# START OF Data records
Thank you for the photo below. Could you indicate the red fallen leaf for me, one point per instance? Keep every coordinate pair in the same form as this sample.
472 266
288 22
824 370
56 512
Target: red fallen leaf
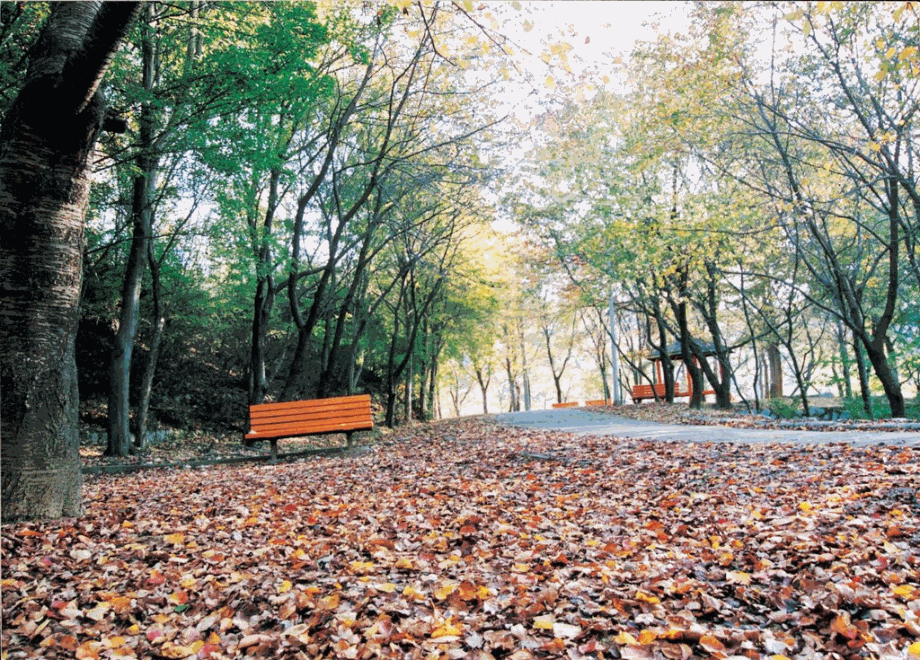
252 640
156 578
27 532
712 644
842 626
206 650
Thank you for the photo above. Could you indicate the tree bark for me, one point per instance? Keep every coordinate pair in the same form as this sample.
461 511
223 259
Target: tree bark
45 152
159 323
484 380
119 432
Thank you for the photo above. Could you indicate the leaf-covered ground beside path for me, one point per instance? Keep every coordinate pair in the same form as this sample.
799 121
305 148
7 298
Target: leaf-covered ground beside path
462 539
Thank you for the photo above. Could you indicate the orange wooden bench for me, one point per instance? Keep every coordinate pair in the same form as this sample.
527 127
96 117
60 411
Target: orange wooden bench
643 391
292 419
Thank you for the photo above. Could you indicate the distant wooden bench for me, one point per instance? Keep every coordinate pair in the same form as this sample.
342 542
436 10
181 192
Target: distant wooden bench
643 391
292 419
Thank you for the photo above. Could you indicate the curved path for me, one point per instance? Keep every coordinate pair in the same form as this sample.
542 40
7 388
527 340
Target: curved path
587 422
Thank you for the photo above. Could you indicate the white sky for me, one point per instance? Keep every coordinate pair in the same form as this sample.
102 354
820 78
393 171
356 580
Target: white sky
598 29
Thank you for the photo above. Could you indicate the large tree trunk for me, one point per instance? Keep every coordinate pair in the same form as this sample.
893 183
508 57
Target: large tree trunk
45 151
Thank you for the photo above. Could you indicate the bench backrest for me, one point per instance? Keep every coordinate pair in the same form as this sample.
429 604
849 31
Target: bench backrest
316 416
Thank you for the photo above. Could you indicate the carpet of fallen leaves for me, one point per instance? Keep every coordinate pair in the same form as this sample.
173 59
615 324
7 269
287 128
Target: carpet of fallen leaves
464 540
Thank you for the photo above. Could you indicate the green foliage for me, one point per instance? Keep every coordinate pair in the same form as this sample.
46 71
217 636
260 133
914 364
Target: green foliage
783 408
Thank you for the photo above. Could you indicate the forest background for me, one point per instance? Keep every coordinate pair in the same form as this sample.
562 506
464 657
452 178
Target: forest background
311 199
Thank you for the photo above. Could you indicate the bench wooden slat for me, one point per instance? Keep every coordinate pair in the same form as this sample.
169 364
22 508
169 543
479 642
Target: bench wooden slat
289 419
644 391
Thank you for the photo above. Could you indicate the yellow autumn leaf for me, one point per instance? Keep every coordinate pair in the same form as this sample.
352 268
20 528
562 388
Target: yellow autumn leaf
446 629
411 592
738 577
625 639
445 590
544 622
903 590
361 566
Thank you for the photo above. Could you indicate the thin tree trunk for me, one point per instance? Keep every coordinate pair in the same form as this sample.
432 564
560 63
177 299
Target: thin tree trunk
119 405
864 392
776 370
484 386
159 323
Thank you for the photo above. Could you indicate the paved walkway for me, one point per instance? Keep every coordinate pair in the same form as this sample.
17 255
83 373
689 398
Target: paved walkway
586 422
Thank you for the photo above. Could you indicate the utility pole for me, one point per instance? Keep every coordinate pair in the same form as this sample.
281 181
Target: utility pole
614 354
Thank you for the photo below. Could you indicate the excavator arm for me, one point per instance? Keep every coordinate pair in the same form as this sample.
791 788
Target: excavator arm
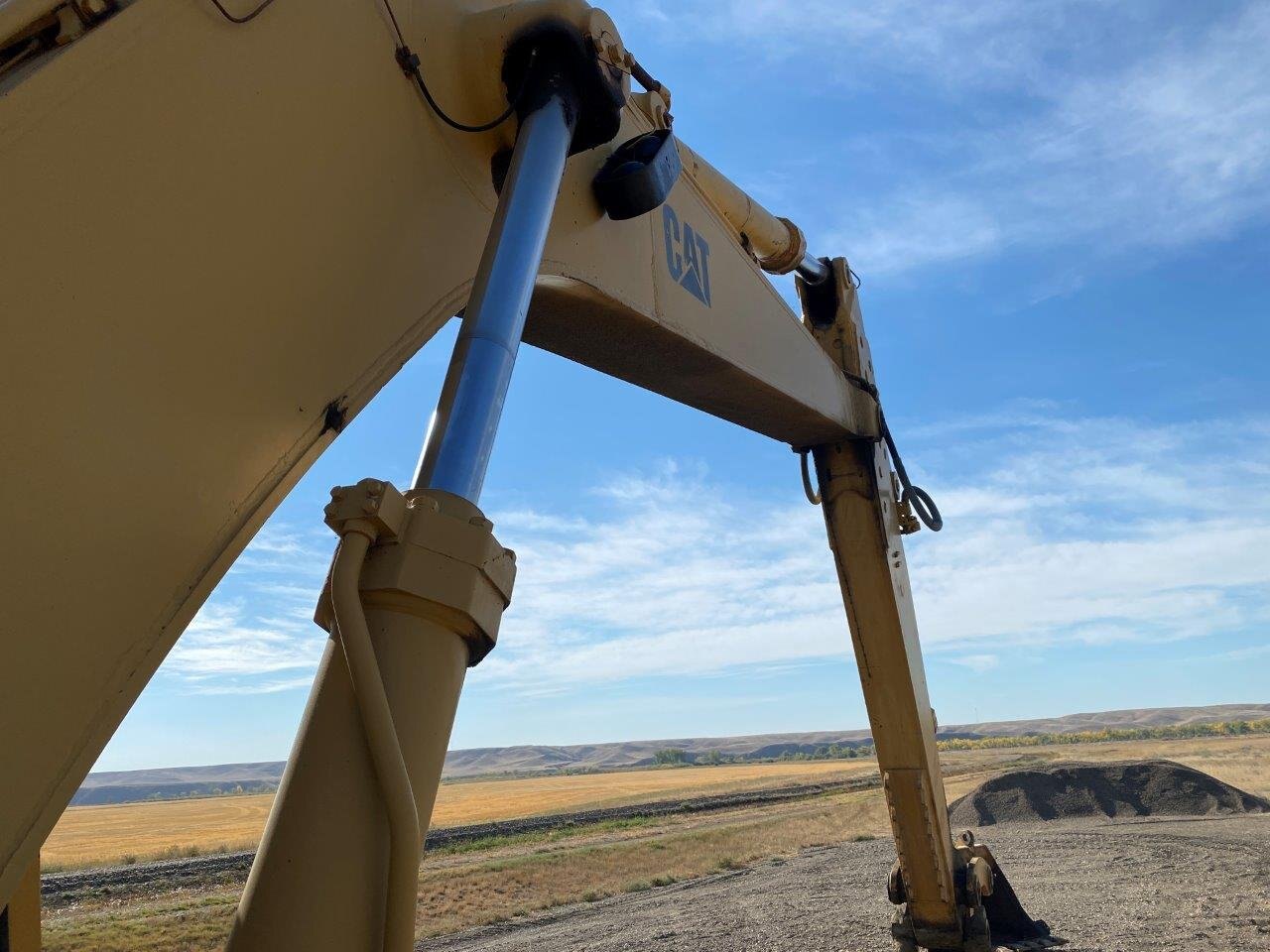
# END OF Data records
■ Brief ■
Please copy all of the material above word for word, but leave the pictures out.

■ The result ■
Thank you for the photo below. Could you indicate the red fallen leaf for me, one point per instance? Keep every coordinate pair in the same form as this sample.
472 266
288 22
824 370
56 512
Target: red fallen leaf
252 640
156 578
27 532
712 644
842 626
206 650
Thank you for the photo above. Could you indicate the tree bark for me, one point per instance? Keep every coordinate pair in the same form as this sample.
461 511
223 259
Target: tree bark
45 152
159 323
484 380
119 432
Thank you for the photo above. Could you indicate the leaf-covered ground beside path for me, one point per instance? Keep every coordinate pair in the same form as this sample.
799 121
305 148
7 298
Target: leaf-covered ground beside path
462 539
Thank you for the photo above. Could you indicate the orange wooden bench for me, one point per instance? Keep every coordinate pair in the same form as this sample.
527 127
96 117
60 411
Target: orange wooden bench
643 391
292 419
Thank you for the photo above. Could you indicate the distant wooden bench for me, one point per instance? Keep every coordinate pair in the same form as this sample.
342 542
436 10
181 192
Target: distant wooden bench
643 391
292 419
Thank you for the photo above. Could you indicate the curved path for me, one point per instance? Keep every coordinate pair in the same form as this sample.
542 40
7 388
527 340
Target: curved path
587 422
Thank you for the photo above. Could you indicate the white sky for me, one point per instance? Keep every coordinate pair in the same form as this sample.
102 354
820 78
393 171
356 580
Target: white sky
598 29
Thank you for the photo above. Could you indicate the large tree trunk for me, one point per instance? Keep every coordinate pair in the same form as this sample.
893 183
508 57
Target: large tree trunk
45 151
Thank you for the photo above. Could you indicate the bench backrest for me, one point per instance? Keep every coordinate pair in the same form as this sample.
429 604
849 31
Target: bench backrest
316 416
Thank you for the photo above. Could you indicate the carpet of fallen leaves for me, one point per instance? Keep every coordinate pair in the same form as this sample.
173 59
615 324
7 269
287 128
Target: carpet of fallen leaves
464 540
Thank you for the photo above. Could you indicate the green foliage for me, one point per instance? Keep every coordinate pair in the same form as this sample.
46 71
217 636
260 133
914 364
Target: green foliage
783 408
Thank you for the photo above. Could you indicate the forest background for me, one point per instance? Keep every coordinate pair in the same form as this sample.
562 506
464 657
452 178
Target: forest background
311 199
Thank you for the photo above. Could you indicate the bench wooden slat for me, one point per instance? Keep every coordinate pair in the same form as this sample.
169 364
22 508
169 543
479 642
Target: bench wooden slat
289 419
644 391
Thank you for the photo above. Could you indicate the yellow autumn leaf for me, one point per instance? Keep every coordinate pair in the same form as this sample.
352 268
20 528
562 388
Target: yellow autumn leaf
446 629
411 592
738 577
625 639
445 590
544 622
903 590
361 566
Thank you for the photo above. Could you indicate the thin tree trunk for me, one point per instance? Keep every coordinate pair in the same form as this sample.
432 564
560 63
177 299
Target: thin tree trunk
119 405
864 392
776 370
484 386
159 323
Thank you for the photo above. Could you indicate the paved walkway for me, one point per instance? Keep every coordinate pair in the same form as this sample.
17 255
83 373
689 398
Target: paved walkway
586 422
Thank you for the photo above. Could you indicate the utility pole for me, one point per instance? Keep every coordinate pair in the same form as this sample.
281 181
Target: utility pole
614 354
Thank you for the photo below. Could you indicate the excavator arm for me, one point per instance? Keep every coordinate pair in the same form as this sample.
791 788
Target: excavator arm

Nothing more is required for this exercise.